(Pointing entries for labeled objects)
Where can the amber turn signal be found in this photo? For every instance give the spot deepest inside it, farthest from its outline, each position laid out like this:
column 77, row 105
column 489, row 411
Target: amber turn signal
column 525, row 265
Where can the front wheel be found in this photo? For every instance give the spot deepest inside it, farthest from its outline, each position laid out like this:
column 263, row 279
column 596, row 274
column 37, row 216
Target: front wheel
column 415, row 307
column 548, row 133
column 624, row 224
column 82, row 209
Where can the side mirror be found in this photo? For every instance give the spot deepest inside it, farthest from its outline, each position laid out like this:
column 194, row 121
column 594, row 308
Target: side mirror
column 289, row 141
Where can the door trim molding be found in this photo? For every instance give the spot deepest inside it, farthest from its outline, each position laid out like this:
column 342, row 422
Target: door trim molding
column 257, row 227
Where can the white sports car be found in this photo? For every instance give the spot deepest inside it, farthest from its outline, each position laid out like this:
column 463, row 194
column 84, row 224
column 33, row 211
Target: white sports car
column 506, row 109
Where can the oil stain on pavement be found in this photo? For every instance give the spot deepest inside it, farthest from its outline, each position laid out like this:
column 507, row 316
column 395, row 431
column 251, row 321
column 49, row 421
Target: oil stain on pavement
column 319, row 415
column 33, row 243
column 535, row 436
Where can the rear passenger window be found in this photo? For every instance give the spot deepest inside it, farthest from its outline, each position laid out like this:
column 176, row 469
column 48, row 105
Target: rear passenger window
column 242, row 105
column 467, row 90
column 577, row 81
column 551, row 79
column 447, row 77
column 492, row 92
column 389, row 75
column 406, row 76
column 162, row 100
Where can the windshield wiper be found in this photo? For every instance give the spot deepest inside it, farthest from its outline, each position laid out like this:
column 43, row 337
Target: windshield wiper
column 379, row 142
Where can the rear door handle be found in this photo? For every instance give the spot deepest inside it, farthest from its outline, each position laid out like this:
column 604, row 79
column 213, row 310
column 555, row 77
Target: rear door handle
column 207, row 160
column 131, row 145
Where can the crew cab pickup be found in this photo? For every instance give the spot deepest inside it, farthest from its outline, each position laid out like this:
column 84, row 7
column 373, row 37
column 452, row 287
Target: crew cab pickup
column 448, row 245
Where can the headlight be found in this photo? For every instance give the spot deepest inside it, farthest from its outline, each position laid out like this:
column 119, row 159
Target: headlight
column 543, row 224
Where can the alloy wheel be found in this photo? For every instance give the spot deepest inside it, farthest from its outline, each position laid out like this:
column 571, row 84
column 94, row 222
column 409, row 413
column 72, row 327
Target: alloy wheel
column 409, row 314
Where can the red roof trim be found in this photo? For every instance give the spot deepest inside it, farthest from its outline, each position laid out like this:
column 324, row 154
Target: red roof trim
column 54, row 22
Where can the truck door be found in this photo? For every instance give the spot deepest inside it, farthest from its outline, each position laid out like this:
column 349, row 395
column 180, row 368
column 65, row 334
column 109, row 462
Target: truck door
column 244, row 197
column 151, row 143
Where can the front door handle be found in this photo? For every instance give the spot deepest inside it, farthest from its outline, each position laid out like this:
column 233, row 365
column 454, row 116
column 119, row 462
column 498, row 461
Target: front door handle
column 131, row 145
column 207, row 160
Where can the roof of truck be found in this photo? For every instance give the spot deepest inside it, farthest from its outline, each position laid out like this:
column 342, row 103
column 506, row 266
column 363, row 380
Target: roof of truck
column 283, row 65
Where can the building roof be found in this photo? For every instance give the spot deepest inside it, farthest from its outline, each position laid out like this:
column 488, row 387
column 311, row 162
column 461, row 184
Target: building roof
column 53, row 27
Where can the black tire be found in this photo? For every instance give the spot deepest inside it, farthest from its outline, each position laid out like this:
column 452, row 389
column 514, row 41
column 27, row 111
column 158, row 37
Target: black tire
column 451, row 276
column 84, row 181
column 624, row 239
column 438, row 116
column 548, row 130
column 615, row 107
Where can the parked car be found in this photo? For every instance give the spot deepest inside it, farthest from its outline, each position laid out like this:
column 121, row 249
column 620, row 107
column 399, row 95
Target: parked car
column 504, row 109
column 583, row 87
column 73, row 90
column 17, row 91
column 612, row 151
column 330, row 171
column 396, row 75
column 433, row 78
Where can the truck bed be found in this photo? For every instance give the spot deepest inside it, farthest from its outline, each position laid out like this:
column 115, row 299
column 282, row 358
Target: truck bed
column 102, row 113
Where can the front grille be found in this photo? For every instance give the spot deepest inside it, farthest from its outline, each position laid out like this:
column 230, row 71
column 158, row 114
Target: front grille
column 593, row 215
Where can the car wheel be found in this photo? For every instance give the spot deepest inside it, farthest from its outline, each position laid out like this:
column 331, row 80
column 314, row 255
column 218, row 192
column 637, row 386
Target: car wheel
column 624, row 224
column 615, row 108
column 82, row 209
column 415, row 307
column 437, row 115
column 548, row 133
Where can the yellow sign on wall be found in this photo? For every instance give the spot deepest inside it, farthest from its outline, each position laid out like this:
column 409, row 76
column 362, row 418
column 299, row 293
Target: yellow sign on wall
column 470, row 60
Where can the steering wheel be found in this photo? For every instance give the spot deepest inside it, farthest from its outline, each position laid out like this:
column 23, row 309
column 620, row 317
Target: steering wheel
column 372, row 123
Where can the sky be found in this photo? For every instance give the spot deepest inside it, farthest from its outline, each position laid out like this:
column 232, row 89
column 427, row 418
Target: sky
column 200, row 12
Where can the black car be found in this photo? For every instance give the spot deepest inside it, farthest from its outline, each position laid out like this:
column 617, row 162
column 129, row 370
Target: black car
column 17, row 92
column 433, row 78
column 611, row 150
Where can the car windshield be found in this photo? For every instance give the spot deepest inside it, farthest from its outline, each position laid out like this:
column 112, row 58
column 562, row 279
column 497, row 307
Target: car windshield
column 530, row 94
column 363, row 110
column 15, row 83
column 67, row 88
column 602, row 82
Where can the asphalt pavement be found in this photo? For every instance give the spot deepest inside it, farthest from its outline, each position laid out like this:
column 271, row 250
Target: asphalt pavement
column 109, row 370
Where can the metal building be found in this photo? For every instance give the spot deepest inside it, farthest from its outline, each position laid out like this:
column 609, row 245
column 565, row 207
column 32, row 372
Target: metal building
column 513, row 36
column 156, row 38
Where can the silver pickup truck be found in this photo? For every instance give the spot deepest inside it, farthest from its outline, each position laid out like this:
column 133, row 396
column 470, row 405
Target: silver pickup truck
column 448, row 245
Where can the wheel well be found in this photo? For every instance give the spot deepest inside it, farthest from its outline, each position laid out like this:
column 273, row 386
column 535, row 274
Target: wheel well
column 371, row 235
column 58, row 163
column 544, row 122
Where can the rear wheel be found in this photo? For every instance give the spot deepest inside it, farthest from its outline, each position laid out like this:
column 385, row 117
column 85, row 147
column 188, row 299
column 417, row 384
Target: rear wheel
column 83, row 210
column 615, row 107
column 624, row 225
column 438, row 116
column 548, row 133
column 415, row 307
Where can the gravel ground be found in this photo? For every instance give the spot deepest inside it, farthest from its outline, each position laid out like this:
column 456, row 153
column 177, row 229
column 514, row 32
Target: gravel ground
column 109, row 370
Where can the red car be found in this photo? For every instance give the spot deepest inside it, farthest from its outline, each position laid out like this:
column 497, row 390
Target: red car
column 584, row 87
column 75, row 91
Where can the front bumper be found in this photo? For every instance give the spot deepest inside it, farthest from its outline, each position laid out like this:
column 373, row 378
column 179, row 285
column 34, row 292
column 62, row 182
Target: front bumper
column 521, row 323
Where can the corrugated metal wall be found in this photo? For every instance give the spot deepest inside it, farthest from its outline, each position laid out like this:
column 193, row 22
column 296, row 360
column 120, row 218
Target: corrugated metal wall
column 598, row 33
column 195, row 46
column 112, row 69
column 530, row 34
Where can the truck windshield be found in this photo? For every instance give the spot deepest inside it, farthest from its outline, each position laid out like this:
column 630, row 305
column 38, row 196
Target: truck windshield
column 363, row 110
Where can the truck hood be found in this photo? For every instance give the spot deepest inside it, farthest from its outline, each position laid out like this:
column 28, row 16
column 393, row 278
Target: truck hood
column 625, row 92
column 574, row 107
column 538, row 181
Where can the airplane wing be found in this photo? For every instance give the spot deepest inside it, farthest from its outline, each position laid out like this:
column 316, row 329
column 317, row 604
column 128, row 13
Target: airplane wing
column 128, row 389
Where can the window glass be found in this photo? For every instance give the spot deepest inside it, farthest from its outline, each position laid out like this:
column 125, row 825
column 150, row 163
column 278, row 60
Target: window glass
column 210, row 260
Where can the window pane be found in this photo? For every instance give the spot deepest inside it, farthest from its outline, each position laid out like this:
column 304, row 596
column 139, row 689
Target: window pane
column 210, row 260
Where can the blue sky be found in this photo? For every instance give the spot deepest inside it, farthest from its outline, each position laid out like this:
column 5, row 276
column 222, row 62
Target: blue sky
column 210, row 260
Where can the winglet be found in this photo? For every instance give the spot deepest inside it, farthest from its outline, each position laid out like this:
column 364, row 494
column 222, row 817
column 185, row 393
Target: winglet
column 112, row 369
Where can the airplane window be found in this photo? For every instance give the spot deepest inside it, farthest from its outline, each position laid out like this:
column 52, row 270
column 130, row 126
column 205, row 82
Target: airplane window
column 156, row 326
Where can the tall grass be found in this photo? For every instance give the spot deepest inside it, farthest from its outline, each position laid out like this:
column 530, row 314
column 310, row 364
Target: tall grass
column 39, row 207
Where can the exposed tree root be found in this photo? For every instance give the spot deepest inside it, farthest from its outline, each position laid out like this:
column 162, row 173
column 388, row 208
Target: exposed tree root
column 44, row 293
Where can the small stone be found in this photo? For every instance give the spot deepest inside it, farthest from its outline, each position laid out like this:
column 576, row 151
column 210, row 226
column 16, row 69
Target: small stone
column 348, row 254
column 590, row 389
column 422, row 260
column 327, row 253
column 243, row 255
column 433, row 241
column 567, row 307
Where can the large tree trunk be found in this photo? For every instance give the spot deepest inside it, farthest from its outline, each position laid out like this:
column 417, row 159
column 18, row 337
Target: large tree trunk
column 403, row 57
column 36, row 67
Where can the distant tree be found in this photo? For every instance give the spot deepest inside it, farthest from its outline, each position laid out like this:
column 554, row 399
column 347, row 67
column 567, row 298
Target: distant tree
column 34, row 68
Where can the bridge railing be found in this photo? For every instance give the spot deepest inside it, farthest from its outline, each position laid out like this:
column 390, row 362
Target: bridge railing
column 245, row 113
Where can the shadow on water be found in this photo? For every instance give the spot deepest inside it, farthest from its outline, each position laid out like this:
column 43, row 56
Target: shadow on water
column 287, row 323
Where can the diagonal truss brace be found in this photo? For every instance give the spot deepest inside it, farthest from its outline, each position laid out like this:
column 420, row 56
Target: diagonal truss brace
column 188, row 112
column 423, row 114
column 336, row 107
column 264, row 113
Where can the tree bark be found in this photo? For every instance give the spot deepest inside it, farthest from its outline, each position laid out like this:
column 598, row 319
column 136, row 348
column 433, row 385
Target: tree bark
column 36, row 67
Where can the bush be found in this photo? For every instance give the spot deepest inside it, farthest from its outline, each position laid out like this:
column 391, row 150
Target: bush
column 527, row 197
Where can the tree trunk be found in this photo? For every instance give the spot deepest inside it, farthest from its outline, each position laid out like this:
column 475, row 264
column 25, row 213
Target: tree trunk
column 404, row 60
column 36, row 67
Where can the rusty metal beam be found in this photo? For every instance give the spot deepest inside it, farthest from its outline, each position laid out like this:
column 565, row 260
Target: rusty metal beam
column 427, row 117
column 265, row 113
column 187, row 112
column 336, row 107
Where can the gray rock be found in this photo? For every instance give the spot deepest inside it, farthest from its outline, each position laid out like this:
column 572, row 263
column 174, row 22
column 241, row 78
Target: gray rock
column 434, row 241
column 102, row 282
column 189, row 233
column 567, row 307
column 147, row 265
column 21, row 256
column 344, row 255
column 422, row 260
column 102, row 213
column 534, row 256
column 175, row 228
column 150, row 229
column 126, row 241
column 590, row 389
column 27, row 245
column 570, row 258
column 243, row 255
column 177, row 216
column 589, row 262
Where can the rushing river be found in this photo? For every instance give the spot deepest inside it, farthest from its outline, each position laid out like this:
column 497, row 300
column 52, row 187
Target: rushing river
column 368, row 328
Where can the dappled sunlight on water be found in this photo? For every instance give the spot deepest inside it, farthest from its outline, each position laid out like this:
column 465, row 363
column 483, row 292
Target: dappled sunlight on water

● INSTRUCTIONS FOR THE TASK:
Reproduce word for word the lines of the records from the line containing "Where can the truck door" up to and including the line containing "column 53, row 27".

● OUTPUT OF THE EXERCISE:
Where can the truck door be found in this photo? For every instance give the spot deepest inside it, farthest from its outline, each position laid out like this:
column 349, row 395
column 180, row 368
column 65, row 334
column 109, row 462
Target: truck door
column 244, row 197
column 151, row 143
Where can the front door handle be found in this photo? For every instance give the spot deepest inside it, farthest from its outline, each position laid out like this:
column 233, row 365
column 454, row 116
column 119, row 462
column 498, row 461
Target: front door handle
column 131, row 145
column 207, row 160
Where can the roof of truck be found in this photo? For every instance give the spot deepest inside it, farthest from its outline, each position laid out like this:
column 342, row 103
column 506, row 266
column 363, row 380
Target: roof of truck
column 283, row 65
Where can the building roof be found in this photo? For every instance give the spot deepest inside it, farthest from its outline, each position laid out like this:
column 488, row 387
column 311, row 162
column 461, row 184
Target: building roof
column 53, row 27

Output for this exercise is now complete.